• **INSTRUCTIONS TO FOLLOW**
Set down exactly the lines from the one containing "Target: open mouth" through the last line of the data below, and no others.

• **Extracted data entries**

# # # #

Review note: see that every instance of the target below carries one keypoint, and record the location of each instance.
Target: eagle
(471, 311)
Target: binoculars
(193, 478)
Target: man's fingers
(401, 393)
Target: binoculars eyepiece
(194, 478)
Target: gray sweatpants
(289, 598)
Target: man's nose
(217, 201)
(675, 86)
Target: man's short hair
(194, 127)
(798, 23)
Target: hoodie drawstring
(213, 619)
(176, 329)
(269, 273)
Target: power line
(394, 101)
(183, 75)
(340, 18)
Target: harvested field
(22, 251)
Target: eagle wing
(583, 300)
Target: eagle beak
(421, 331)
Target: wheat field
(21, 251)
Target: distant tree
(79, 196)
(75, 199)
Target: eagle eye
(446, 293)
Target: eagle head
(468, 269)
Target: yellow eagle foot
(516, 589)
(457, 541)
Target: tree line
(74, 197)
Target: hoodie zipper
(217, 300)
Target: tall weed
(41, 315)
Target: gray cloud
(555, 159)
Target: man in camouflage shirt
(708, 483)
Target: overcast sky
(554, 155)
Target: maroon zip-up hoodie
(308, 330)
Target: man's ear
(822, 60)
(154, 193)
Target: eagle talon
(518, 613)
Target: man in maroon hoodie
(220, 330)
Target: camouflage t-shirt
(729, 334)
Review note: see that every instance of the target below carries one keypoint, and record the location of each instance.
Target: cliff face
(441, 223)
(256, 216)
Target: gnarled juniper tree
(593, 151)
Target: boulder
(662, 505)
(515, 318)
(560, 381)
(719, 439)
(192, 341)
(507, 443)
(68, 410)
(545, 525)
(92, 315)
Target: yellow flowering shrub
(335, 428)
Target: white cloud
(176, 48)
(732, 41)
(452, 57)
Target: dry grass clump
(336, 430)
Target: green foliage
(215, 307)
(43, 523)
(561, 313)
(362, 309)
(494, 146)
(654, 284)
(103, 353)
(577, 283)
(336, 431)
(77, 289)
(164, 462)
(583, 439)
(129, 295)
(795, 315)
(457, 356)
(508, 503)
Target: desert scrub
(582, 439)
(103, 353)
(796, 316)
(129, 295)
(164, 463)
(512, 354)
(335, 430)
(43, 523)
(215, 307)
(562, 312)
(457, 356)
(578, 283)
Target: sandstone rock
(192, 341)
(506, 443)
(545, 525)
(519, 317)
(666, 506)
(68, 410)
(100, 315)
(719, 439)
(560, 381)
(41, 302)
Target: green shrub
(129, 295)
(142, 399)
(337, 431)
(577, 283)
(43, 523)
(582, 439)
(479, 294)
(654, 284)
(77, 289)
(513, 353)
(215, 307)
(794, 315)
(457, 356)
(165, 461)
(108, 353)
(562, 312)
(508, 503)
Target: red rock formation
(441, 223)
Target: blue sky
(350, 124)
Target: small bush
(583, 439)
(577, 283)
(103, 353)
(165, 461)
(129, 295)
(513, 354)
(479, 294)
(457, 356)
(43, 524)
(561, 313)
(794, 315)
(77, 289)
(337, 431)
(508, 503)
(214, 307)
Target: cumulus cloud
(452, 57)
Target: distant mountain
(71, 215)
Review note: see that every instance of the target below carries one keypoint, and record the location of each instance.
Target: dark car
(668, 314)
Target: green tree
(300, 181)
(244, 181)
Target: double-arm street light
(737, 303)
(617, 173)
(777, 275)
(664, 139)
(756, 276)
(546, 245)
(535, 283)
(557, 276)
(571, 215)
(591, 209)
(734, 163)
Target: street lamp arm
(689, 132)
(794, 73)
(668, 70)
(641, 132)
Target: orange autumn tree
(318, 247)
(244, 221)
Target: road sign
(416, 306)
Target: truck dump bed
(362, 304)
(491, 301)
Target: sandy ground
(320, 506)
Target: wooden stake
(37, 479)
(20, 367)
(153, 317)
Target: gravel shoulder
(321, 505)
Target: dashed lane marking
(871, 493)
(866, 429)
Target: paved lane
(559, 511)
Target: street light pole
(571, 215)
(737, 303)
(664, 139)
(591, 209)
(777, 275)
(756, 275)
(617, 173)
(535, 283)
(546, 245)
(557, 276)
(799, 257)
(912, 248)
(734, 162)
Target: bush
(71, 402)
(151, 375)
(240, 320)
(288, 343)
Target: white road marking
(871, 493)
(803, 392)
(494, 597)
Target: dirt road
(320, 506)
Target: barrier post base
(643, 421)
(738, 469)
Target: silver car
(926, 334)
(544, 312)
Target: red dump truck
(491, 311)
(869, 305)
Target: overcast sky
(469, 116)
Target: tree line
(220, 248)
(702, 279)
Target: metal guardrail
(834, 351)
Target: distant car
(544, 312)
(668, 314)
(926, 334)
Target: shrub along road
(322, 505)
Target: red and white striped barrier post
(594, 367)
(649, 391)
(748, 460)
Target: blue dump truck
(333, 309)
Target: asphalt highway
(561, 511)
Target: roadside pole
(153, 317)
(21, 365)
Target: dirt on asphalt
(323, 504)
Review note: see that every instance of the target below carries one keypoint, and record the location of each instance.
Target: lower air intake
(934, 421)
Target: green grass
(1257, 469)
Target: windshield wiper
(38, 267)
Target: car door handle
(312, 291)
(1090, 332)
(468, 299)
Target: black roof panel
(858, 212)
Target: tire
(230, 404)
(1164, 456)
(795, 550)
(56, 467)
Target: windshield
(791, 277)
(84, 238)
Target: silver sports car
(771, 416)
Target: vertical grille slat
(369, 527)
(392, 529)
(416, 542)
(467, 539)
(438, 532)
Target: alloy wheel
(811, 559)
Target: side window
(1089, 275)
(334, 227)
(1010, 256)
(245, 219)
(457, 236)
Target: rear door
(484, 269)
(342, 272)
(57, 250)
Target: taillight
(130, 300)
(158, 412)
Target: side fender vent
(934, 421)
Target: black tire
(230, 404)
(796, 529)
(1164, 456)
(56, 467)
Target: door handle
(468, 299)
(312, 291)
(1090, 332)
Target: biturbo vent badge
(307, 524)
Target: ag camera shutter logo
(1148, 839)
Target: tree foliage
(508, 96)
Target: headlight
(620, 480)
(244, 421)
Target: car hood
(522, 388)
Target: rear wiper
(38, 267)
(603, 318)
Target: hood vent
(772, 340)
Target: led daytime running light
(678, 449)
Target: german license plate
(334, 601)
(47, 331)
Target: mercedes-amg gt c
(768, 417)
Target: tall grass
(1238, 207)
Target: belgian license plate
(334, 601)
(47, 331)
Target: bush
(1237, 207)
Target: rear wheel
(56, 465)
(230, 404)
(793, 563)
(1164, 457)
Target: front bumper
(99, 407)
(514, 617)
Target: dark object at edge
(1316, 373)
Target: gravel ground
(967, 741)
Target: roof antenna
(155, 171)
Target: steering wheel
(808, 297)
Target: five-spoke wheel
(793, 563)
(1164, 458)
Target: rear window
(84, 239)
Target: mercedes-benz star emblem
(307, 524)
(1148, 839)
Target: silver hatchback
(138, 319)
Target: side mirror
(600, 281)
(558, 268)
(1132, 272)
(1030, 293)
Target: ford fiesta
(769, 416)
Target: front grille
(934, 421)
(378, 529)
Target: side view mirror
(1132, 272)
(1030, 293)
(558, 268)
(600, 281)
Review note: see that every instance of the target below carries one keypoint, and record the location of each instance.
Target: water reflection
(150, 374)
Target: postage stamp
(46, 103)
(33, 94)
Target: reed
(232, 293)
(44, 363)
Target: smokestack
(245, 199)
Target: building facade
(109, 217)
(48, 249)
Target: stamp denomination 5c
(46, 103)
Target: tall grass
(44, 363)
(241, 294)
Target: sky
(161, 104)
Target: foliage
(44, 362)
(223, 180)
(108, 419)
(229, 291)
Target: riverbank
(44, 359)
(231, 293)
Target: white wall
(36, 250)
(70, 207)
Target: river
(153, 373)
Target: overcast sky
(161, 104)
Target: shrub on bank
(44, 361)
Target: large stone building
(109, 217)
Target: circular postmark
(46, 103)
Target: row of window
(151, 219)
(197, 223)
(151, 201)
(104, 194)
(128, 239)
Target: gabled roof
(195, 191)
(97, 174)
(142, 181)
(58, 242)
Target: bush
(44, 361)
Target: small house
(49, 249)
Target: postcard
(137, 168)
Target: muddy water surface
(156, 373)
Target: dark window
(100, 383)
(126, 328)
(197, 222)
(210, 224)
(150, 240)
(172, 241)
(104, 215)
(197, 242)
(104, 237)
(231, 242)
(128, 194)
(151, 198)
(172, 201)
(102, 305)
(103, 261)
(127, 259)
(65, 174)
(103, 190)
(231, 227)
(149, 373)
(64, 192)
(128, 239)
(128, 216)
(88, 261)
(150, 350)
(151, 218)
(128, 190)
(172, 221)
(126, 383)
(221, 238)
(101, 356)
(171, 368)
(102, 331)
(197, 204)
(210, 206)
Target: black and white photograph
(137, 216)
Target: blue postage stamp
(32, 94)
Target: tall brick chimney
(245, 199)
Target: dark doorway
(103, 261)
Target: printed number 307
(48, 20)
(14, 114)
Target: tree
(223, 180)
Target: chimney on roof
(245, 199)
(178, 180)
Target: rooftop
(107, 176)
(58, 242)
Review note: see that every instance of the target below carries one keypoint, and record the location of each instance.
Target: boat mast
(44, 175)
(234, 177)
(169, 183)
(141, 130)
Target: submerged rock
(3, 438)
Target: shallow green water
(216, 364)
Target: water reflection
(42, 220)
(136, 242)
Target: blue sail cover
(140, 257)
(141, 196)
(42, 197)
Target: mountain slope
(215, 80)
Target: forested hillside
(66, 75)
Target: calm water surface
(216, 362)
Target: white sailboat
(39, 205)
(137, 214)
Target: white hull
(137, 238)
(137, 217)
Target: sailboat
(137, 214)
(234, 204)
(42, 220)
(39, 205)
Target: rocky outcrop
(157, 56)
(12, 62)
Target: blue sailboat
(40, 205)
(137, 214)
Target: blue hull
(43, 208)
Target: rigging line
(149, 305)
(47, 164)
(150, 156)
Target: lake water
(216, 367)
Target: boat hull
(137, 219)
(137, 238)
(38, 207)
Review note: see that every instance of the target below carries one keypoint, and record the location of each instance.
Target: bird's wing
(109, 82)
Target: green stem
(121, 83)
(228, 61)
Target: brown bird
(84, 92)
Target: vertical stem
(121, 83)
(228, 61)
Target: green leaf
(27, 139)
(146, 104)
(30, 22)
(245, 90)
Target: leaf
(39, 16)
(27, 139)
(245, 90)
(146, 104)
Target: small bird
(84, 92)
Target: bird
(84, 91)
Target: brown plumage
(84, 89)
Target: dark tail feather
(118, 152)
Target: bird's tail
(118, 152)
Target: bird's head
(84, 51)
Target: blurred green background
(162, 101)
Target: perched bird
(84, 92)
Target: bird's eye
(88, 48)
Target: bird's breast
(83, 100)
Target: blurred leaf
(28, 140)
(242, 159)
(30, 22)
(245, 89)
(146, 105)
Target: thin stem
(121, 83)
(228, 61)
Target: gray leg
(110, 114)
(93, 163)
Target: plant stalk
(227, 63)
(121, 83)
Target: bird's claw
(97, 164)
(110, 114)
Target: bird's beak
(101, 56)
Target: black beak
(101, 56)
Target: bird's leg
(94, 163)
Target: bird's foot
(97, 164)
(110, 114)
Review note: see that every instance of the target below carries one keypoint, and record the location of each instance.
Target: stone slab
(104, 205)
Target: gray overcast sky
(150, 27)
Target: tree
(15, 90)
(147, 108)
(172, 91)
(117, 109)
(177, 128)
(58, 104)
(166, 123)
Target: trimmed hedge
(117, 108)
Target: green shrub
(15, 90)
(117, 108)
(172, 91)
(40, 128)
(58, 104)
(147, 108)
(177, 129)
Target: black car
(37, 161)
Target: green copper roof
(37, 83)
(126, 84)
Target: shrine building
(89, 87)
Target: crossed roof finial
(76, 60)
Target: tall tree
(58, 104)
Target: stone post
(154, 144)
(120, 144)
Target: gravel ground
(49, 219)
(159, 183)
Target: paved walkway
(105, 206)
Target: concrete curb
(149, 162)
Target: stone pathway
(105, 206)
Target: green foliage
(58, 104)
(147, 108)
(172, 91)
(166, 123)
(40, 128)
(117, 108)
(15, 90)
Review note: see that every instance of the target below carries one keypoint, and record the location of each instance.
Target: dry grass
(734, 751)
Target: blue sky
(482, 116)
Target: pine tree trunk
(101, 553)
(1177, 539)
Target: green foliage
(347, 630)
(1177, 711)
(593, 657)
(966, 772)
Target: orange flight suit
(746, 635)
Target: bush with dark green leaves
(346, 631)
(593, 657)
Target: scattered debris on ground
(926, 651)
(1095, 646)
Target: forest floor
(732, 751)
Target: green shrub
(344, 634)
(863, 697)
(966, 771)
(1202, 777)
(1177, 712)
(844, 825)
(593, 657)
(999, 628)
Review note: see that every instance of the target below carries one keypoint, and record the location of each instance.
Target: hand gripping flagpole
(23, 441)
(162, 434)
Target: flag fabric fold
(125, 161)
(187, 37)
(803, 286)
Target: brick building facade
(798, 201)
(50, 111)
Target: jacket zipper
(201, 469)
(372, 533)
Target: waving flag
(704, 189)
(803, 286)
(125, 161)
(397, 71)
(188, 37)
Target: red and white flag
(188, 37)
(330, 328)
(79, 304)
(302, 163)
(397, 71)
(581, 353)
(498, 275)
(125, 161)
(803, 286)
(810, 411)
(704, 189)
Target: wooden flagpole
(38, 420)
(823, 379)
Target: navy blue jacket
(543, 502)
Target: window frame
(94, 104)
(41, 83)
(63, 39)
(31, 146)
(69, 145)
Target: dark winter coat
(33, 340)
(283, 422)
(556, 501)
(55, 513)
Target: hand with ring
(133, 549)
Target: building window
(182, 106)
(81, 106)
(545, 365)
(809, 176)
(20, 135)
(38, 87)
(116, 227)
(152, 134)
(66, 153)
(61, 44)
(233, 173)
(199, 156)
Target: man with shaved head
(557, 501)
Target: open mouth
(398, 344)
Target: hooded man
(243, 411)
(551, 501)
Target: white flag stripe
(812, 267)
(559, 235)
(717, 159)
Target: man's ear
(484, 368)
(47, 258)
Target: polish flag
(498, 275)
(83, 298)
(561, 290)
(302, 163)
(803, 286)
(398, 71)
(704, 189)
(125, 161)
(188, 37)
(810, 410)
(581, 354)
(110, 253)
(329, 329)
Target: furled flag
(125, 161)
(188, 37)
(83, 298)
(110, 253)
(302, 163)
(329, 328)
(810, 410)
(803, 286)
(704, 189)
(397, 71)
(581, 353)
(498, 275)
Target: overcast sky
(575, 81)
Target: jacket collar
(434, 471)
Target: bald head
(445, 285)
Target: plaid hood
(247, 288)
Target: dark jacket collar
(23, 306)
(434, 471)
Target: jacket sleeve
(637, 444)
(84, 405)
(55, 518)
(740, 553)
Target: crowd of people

# # # #

• **RESPONSE**
Target: open mouth
(398, 344)
Target: hooded man
(243, 411)
(551, 501)
Target: white flag stripe
(812, 267)
(559, 235)
(717, 159)
Target: man's ear
(484, 368)
(47, 258)
Target: polish flag
(498, 275)
(83, 298)
(561, 290)
(302, 163)
(803, 286)
(398, 71)
(704, 189)
(125, 161)
(188, 37)
(810, 410)
(581, 354)
(110, 253)
(329, 329)
Target: furled flag
(125, 161)
(188, 37)
(83, 298)
(110, 253)
(302, 163)
(329, 328)
(810, 410)
(803, 286)
(704, 189)
(397, 71)
(581, 353)
(498, 275)
Target: overcast sky
(575, 81)
Target: jacket collar
(434, 471)
Target: bald head
(445, 285)
Target: plaid hood
(247, 288)
Target: dark jacket collar
(23, 306)
(434, 471)
Target: jacket sleeve
(637, 444)
(84, 405)
(55, 518)
(740, 553)
Target: crowd of people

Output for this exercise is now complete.